We all face challenges, but looking back would you describe it as a relatively smooth road?
No, never too smooth. There are many obstacles and challenges in a career like mine. But they’re essentially present in anything worth pursuing. Here are some.
COMPETITION: You jump into this game and you’re immediately going up against the best in the country, because the places their work appears are the places you want your work to appear. And their work is as good as the press tells you. But don’t let it phase you. If you’ve got the talent, the only thing between you and them is work. So go to work. It’ll pay off.
EDUCATION: I never knew how important education was until I knew. You can’t rise above the cream without having a mind that is very highly cultivated. For a few reasons. One is the importance of knowledge about everything, and how it offers you so many different resources of information to use in your work. The other is, education, like world travel, changes you. It changes your neurology. It creates all these new connections and capacities that lead to deeper thought and more imagination. Simply put, a real good education powerfully increases your arsenal of creative tools.
NETWORKING: A mixed bag. The results are huge. It is through networking…personal contacts…that careers are made. That’s a hard fact in this world. I was fortunate to have a lot of contacts early on, basically from all the acting I had done. It opened doors for my writing. A problem with me is I’ve never had a desire to schmooze and talk up people I don’t know, and perhaps don’t care to know. But…you should. It pays off.
KING DOLLAR (MONEY); You might never have to worry about this. But most in these fields do. Sometimes, good money comes in through your art. Other times it doesn’t. You need a backup. Preferably one that utilizes your artistic talent. Teaching your craft. Using it in businesses that rely on it: publishing, advertising, etc. Literary and visual artists are needed in many different businesses. And a good situation is a part-time situation, 1/2 or 3/4 time, whatever, that still leaves you quality time for your art. And that leads to my thoughts directly below.

• **Dataset entries**:

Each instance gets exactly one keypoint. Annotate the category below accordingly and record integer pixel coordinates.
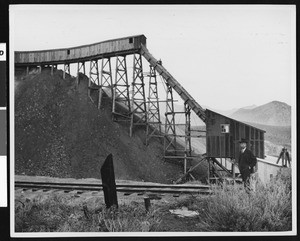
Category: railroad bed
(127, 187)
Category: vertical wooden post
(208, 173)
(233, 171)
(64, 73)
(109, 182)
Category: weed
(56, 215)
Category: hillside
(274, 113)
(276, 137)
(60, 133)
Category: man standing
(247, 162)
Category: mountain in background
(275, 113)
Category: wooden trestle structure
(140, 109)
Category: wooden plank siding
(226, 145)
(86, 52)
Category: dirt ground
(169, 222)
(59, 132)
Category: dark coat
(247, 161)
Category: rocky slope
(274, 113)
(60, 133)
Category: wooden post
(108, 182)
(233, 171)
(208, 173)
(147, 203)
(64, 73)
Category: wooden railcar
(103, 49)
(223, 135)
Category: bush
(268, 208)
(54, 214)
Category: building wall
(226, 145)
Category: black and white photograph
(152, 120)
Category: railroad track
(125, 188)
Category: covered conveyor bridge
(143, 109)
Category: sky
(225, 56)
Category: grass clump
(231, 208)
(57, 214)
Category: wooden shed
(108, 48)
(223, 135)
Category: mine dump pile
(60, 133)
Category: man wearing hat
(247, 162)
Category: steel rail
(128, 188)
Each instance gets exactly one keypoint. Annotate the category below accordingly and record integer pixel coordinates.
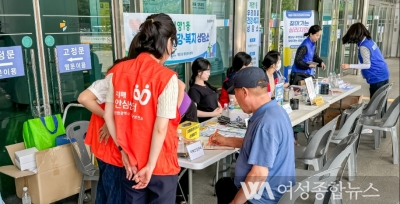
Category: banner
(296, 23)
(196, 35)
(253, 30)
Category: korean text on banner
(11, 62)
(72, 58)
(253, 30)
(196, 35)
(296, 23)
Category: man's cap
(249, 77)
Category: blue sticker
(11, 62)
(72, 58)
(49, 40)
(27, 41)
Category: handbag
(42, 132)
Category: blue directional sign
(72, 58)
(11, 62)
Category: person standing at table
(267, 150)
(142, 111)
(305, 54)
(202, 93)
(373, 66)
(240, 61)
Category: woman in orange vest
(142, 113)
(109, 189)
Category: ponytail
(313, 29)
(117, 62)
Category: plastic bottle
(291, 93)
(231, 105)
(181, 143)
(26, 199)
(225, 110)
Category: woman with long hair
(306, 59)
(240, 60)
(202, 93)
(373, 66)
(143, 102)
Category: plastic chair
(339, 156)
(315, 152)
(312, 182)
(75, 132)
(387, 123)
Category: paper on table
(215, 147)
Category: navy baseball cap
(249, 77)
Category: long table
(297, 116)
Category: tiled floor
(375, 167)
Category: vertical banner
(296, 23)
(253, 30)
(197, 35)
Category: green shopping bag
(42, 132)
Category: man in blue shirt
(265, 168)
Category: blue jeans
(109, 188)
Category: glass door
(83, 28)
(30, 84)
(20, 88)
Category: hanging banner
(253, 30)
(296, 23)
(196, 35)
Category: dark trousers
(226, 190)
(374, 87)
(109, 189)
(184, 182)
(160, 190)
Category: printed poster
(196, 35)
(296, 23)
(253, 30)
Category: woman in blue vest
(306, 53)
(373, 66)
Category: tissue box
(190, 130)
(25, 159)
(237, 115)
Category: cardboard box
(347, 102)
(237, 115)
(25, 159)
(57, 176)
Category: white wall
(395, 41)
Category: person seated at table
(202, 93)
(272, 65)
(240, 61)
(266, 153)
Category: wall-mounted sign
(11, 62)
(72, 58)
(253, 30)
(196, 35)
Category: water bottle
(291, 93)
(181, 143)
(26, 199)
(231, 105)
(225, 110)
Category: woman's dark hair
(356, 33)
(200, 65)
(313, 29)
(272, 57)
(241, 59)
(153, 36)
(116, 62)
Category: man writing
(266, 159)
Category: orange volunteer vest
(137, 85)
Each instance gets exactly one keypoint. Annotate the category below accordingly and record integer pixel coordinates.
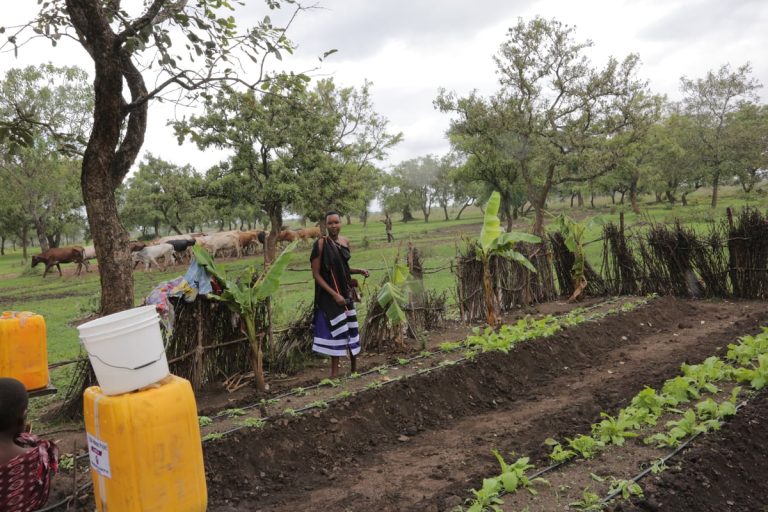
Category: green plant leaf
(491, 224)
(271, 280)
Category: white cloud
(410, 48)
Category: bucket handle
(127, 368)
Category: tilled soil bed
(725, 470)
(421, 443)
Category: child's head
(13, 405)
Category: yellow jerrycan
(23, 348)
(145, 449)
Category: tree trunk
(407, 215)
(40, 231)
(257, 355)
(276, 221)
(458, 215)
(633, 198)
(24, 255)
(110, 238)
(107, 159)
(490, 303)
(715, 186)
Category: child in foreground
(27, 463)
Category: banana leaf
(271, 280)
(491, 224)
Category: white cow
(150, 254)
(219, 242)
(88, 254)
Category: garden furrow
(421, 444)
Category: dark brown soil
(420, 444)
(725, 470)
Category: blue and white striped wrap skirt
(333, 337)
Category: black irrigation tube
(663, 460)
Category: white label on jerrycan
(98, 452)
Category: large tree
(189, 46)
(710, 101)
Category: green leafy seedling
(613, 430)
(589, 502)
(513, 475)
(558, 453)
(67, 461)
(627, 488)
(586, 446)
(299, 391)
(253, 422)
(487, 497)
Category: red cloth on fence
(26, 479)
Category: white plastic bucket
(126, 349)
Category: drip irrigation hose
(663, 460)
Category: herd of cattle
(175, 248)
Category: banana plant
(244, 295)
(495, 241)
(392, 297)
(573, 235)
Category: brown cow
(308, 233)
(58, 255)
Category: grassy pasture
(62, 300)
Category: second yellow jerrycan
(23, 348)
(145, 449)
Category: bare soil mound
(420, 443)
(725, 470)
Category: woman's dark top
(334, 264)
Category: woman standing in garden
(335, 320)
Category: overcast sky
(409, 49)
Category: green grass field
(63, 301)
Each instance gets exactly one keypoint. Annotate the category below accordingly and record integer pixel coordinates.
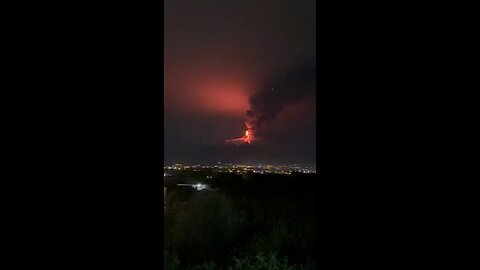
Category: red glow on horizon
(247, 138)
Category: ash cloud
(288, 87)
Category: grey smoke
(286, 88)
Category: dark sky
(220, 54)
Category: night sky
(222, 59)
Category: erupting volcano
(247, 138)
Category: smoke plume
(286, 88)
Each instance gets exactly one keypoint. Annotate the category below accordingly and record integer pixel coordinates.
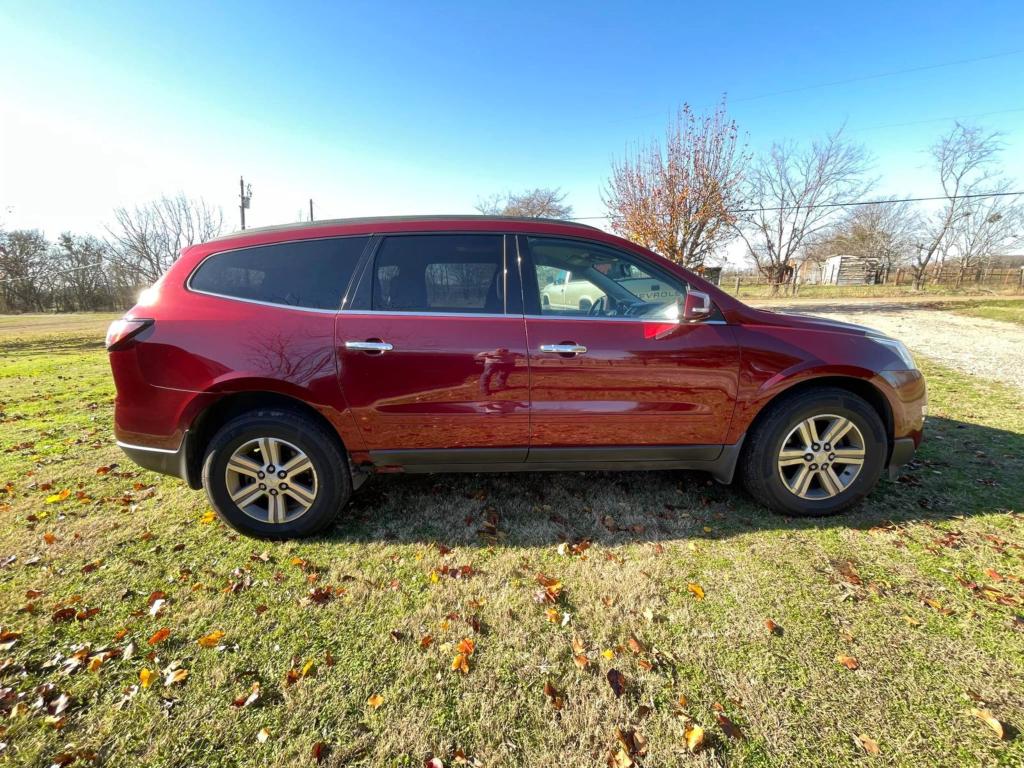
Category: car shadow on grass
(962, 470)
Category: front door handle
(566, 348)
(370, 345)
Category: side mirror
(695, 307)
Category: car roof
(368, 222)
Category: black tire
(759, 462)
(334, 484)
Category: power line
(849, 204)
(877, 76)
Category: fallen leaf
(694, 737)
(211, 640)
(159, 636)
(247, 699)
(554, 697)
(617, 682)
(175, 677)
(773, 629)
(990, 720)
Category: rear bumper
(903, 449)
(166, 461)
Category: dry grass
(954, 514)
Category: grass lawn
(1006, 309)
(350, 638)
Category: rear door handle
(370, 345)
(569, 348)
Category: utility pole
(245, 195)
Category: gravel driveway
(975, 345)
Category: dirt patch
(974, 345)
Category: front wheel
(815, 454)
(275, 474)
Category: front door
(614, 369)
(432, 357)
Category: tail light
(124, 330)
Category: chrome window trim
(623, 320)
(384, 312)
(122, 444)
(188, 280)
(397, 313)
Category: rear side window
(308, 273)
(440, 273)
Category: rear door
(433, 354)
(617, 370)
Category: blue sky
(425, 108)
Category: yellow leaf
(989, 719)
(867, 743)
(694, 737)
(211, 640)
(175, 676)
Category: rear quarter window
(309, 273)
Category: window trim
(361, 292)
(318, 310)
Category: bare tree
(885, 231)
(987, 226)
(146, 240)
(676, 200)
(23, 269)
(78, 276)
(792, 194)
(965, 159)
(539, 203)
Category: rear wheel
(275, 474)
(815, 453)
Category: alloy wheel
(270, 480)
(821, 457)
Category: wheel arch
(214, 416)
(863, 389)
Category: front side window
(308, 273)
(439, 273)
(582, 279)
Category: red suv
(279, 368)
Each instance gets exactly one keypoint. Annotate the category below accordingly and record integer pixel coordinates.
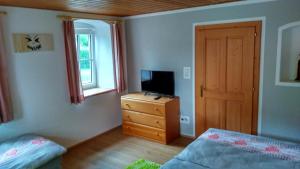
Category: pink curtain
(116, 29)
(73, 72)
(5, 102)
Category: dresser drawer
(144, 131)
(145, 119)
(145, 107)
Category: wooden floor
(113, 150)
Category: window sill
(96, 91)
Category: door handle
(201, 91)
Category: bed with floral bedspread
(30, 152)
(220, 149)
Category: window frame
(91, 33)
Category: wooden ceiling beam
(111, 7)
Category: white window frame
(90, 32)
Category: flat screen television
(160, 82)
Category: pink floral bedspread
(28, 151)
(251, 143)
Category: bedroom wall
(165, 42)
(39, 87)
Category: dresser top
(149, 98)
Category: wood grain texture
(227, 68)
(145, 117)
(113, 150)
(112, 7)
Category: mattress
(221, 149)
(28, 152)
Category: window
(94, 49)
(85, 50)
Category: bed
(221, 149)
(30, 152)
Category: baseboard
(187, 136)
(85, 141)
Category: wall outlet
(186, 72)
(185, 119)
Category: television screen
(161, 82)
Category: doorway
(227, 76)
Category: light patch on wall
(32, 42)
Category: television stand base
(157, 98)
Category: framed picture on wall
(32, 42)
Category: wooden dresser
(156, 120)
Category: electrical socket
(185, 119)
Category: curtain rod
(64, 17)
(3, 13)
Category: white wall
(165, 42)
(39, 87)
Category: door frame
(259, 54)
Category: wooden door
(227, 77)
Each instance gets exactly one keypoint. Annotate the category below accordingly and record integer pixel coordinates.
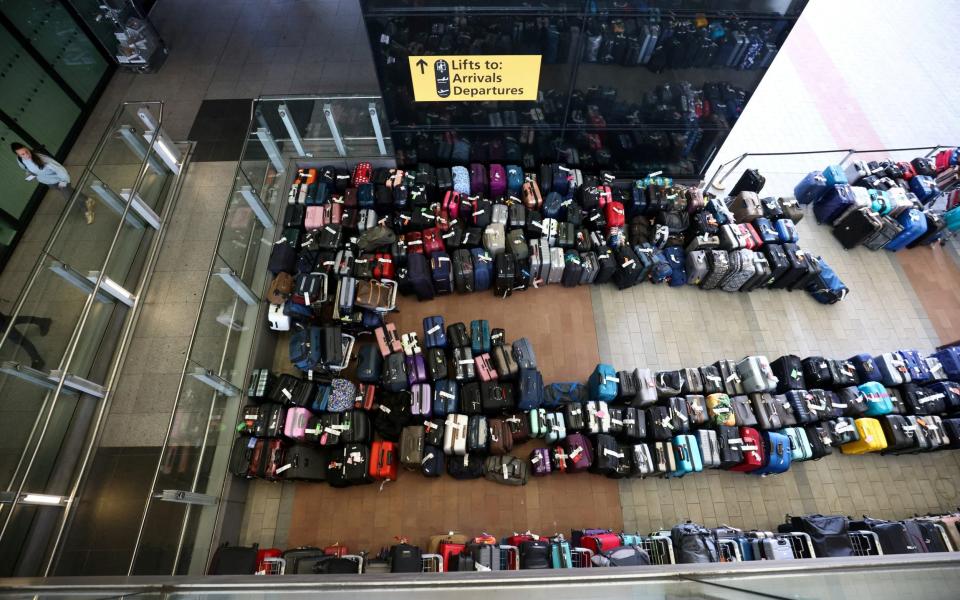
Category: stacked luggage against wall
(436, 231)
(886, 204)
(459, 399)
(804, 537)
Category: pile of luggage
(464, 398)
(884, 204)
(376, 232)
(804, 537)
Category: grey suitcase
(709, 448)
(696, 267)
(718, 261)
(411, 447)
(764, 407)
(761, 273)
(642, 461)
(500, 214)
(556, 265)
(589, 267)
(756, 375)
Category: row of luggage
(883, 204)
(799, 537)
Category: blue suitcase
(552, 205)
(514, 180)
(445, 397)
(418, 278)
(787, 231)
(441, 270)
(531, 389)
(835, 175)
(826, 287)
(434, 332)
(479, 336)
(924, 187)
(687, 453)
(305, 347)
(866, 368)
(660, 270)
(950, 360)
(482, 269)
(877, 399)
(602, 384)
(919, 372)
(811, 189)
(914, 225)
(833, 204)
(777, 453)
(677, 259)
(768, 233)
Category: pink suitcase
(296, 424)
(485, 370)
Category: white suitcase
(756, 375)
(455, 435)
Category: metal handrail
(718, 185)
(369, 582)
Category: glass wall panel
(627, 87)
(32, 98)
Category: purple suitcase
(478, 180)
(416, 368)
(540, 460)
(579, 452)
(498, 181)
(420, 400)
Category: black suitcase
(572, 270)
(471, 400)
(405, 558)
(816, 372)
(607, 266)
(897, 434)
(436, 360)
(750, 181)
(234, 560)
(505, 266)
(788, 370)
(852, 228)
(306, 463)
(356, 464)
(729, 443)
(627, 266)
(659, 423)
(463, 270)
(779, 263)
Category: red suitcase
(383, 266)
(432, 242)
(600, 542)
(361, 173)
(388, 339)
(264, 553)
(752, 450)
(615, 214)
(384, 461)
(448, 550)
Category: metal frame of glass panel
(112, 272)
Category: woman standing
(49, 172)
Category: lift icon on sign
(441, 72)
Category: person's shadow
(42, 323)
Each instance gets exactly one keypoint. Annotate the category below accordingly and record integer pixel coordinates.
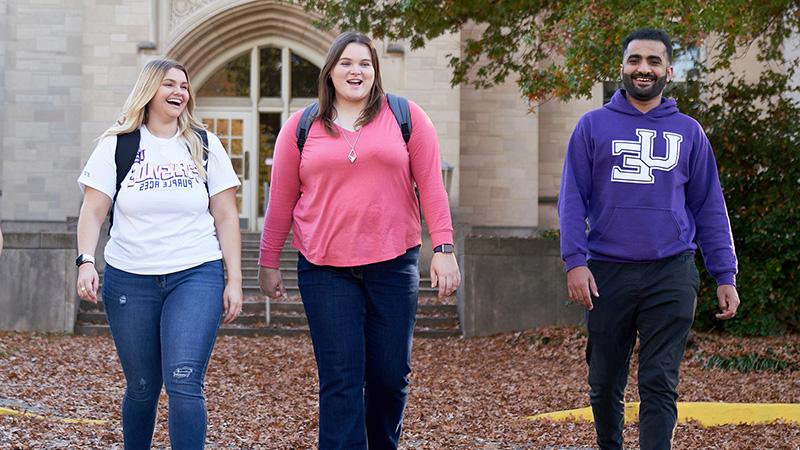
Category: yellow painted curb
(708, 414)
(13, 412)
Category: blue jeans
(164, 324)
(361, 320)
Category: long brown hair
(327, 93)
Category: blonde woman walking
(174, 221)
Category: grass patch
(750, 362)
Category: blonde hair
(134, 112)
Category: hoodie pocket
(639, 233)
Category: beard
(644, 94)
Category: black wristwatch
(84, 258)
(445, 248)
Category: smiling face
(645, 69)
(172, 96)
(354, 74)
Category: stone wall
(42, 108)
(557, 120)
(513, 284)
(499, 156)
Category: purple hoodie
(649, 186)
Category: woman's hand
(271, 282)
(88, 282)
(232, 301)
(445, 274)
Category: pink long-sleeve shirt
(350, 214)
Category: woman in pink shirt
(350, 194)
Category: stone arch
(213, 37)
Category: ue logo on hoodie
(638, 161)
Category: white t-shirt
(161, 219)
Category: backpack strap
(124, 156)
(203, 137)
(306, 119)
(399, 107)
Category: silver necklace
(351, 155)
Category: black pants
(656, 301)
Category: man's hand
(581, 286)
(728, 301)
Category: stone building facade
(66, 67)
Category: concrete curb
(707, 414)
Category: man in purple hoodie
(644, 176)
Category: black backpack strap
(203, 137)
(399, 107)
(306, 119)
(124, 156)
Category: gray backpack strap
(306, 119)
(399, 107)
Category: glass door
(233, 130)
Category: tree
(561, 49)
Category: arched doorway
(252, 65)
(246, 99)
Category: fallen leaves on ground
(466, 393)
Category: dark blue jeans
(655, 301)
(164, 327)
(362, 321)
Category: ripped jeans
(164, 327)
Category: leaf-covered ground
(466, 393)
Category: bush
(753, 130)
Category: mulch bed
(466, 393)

• **Set exercise 1**: In the interview, what gave the speaker a lot of contacts early on?
• **Set exercise 2**: Say whether each statement agrees with the interview, answering yes or no and quoting the deciding words: (a) The speaker has always liked talking up people they don't know. (b) The speaker considers a part-time backup job a good situation. (c) The speaker says education changes your neurology.
• **Set exercise 3**: Copy the stretch of the interview from "EDUCATION: I never" through "of creative tools.".
The records play no part in what follows.

• **Exercise answer 1**: All the acting the speaker had done.

• **Exercise answer 2**:
(a) No: "I’ve never had a desire to schmooze and talk up people I don’t know, and perhaps don’t care to know."
(b) Yes: "a good situation is a part-time situation, 1/2 or 3/4 time, whatever, that still leaves you quality time for your art."
(c) Yes: "It changes your neurology."

• **Exercise answer 3**:
EDUCATION: I never knew how important education was until I knew. You can’t rise above the cream without having a mind that is very highly cultivated. For a few reasons. One is the importance of knowledge about everything, and how it offers you so many different resources of information to use in your work. The other is, education, like world travel, changes you. It changes your neurology. It creates all these new connections and capacities that lead to deeper thought and more imagination. Simply put, a real good education powerfully increases your arsenal of creative tools.